**Yapmanız gereken**
Oruca seslenen yazının son cümlesinden sonra gelecek bölümü yazarak yazıyı sürdürün.

Oruca Tutulduğumun İtirafıdır

11 Haziran 2015

Sırdaşımsın.

Aynı sırra tutunuyoruz. "Rabbim beni görüyor" kavline sefer ediyoruz. Ne kuytularda, ne gölgelerde, ne kapılar ardında, ne duvarlar arasında vazgeçiyoruz kavlimizden. "Benimle beraberdir Rabbim!" diyorum sayende, gölgende. Konuşmasam da öyle. Söylemesem de böyle. Tenhaya sefer ediyoruz birlikte. Beraber örüyoruz saklı bahçemize giden yolu. Aramızdaki şeffaf bağı ne sen koparabilirsin ne ben. Seni tuttuğumu sanma, sen beni tutuyorsun o bıçak sırtında.

Yoldaşımsın.

**Çıkarılan bilgiler**
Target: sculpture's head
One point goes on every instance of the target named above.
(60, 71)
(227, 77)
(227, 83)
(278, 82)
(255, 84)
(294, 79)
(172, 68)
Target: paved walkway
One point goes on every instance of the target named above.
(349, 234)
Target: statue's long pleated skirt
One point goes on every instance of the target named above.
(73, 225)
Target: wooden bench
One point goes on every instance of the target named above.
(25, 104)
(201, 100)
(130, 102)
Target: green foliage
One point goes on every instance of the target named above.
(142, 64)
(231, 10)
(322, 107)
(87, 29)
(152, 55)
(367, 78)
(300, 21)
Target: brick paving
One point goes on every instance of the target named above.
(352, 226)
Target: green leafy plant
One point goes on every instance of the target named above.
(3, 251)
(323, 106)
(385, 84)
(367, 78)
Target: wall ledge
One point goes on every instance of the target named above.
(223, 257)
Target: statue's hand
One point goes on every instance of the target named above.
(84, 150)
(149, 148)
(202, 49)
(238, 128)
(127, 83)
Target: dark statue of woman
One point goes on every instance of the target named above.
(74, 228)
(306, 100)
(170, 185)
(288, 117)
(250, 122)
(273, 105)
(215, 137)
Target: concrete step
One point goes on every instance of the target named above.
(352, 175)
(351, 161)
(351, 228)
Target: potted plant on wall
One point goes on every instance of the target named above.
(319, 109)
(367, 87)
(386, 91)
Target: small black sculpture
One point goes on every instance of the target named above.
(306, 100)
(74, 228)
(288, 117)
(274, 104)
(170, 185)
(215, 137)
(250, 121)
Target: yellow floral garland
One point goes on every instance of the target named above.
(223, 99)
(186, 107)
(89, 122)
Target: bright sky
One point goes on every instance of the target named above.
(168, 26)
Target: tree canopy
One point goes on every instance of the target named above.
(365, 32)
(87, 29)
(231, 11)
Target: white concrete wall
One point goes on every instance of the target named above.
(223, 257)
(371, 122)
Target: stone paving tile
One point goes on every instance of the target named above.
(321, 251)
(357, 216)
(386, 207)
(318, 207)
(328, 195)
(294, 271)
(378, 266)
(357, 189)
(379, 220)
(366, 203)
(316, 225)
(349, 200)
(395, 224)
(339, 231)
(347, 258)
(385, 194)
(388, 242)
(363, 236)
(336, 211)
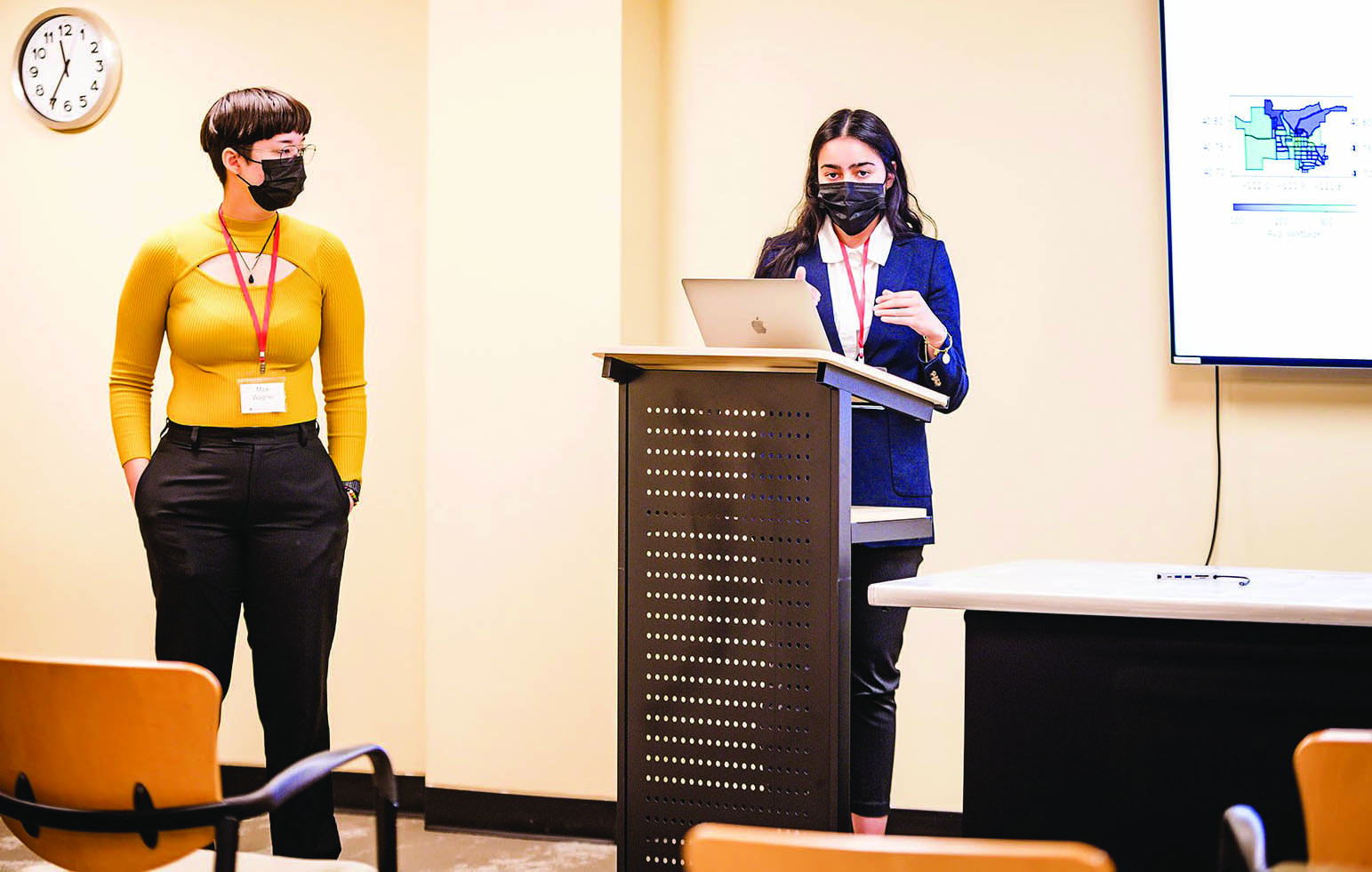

**Görevin cevabı**
Tenhalarda yürüyoruz sessizce. Şehrin telaşlarından kaçıyoruz. Görünmez çitler çatıyoruz, beraber. Ak köpüklü bir deniz gibi alıyorsun beni dünyadan. Mavilere katıyorsun kara gözlerimi. Derinlerin duruluğuna çağırıyorsun kum tanesi ümitlerimi. Geçiyorum başka yüzlerden. Terk ediyorum sığ suları. Kimselerin uğramadığı, kimselerin adım atmadığı, kimselerin başlamadığı yollara çıkıyorum şehrin dehlizlerinden. Herkesi yalnız bırakıyoruz. Sen ve ben, birbirimize tutuna tutuna çoğalıyoruz. Senin elini ilk tutan, benim sanıyordum, oysa sen beni kalbimden kavrıyorsun. Düşmeyeyim diye, ümitlerimi mavi gözlerine asıyorsun.

Kardeşimsin.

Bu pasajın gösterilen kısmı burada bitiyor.